- Text
------

Abortion was centerpiece of race that flipped Wisconsin’s Supreme Court

This week’s decision was hotly anticipated, after abortion rights became a centerpiece of a costly Wisconsin Supreme Court race in 2023 and again in 2025.

Some conservatives have accused the court’s liberal majority of delaying a decision in the case in order to keep the 19th-century state law alive as an election issue.

After agreeing to take up the case, the high court heard arguments on Nov. 11 from the attorney general’s office and from attorneys for Joel Urmanski, a Republican district attorney in Sheboygan County.

Urmanski has said previously that, unless a court rules otherwise, he would enforce the 19th-century law banning most abortions.

Justices also weighed testimony from a group of Wisconsin physicians who intervened in the case, arguing that their due-process rights would be harmed if an abortion ban was enforced.

Although Wisconsin Supreme Court seats are officially nonpartisan, justices seen as liberal have had a 4-3 majority since August 2023.

That’s when Protasiewicz, who had the backing of Democrats, beat Dan Kelly by a decisive margin of 11 percentage points after emphasizing her support for abortion rights while campaigning.

------

- Tasks to perform
A. In one to three sentences, say why the Wisconsin court text calls this week's decision hotly anticipated.
B. Echo the stretch of the Wisconsin court text from "That’s when Protasiewicz, who" through "rights while campaigning.".
The items after this come from a separate source.

------

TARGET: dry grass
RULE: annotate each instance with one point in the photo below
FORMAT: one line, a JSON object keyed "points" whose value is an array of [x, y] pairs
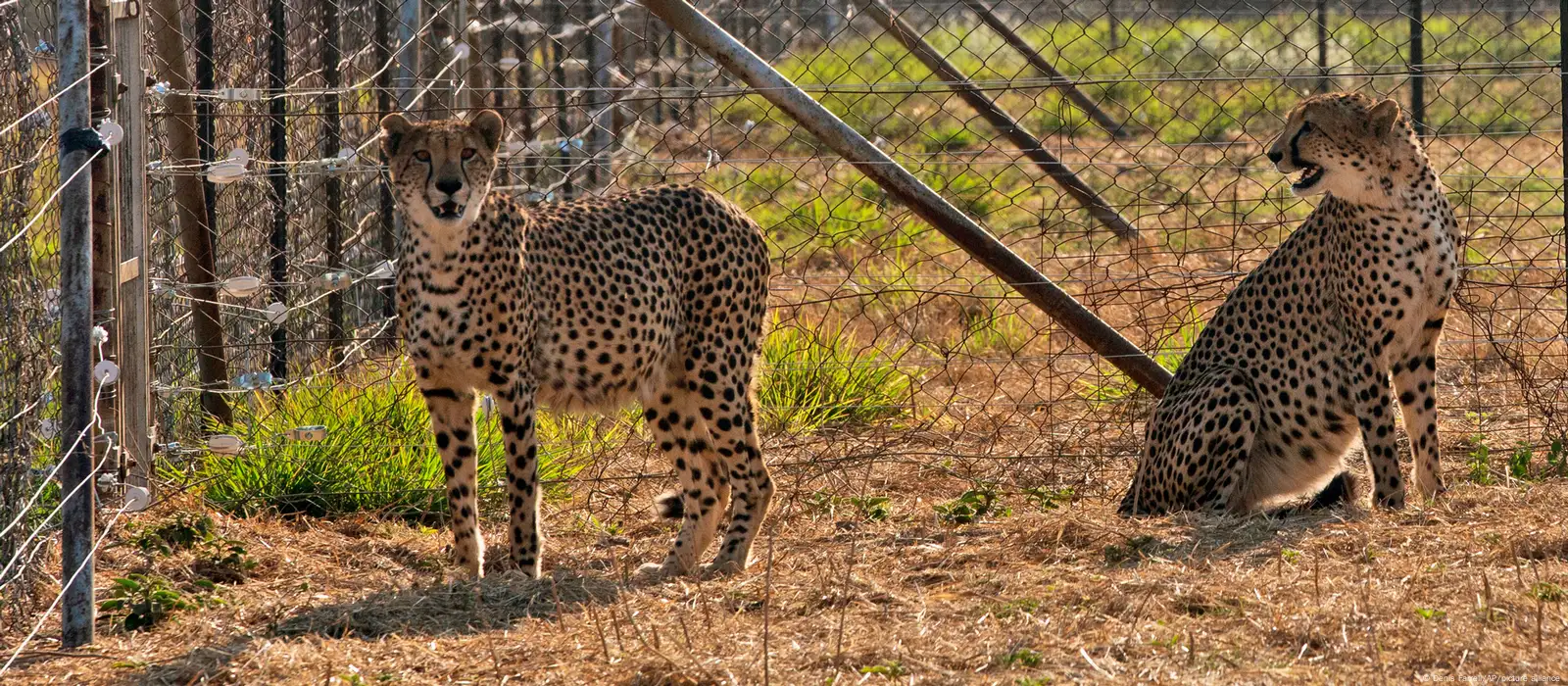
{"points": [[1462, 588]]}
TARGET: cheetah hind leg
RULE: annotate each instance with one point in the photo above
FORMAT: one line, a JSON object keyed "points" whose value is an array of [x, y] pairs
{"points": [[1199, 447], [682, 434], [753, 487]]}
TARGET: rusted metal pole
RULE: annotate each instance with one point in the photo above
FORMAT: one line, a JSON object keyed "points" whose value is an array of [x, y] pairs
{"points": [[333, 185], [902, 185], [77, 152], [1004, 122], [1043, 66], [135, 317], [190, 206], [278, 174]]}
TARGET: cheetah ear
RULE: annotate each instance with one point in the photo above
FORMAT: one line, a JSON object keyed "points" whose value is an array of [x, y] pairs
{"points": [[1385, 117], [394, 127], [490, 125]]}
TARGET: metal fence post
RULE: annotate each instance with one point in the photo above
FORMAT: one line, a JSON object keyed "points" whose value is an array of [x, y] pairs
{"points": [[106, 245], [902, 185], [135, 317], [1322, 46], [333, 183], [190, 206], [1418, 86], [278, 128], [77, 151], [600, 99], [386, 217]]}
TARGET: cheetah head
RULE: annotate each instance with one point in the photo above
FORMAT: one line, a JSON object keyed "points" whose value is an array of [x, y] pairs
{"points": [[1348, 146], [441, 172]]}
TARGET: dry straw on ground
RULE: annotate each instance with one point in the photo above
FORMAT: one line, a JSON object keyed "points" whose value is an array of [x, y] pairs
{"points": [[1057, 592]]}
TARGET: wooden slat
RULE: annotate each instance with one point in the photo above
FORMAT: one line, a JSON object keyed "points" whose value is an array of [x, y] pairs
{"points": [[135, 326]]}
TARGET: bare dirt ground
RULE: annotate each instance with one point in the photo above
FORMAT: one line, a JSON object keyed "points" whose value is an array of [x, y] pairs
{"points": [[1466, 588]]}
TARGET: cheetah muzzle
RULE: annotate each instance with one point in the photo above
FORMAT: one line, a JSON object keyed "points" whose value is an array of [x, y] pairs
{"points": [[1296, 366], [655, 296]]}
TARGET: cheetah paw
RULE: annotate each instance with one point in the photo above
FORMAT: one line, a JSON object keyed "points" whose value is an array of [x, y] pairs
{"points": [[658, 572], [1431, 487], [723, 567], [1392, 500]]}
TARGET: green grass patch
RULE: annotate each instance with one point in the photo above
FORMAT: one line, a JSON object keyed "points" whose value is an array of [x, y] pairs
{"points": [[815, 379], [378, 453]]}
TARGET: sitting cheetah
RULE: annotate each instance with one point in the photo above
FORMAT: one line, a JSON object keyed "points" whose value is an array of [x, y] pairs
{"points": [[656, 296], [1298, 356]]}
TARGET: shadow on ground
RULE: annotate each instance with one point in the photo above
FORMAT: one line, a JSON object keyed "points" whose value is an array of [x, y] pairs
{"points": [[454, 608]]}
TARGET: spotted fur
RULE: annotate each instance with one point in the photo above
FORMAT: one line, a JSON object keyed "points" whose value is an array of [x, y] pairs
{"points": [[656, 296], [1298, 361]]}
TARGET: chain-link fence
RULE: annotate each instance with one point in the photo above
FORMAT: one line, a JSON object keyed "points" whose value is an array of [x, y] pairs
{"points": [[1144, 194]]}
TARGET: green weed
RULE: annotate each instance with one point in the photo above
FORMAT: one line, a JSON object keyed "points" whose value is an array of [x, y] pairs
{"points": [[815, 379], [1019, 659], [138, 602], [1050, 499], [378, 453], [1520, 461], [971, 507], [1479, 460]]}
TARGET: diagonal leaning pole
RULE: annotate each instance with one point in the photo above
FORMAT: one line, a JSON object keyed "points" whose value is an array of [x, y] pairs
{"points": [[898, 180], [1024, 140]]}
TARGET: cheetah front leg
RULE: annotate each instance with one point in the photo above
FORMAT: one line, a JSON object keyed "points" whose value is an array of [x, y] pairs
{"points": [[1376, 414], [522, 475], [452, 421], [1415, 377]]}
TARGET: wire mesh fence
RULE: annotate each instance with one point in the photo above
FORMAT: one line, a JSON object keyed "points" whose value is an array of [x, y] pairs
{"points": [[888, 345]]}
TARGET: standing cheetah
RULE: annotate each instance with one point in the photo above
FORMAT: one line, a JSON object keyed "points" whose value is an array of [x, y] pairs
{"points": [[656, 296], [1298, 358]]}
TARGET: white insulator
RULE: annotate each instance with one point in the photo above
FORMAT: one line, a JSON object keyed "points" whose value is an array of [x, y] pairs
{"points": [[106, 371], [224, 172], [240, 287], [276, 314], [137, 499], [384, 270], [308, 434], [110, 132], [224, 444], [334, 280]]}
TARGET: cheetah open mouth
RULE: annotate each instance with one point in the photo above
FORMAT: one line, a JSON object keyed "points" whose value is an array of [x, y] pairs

------

- Answers given
A. The decision was hotly anticipated because abortion rights became a centerpiece of a costly Wisconsin Supreme Court race in 2023 and again in 2025.

B.
That’s when Protasiewicz, who had the backing of Democrats, beat Dan Kelly by a decisive margin of 11 percentage points after emphasizing her support for abortion rights while campaigning.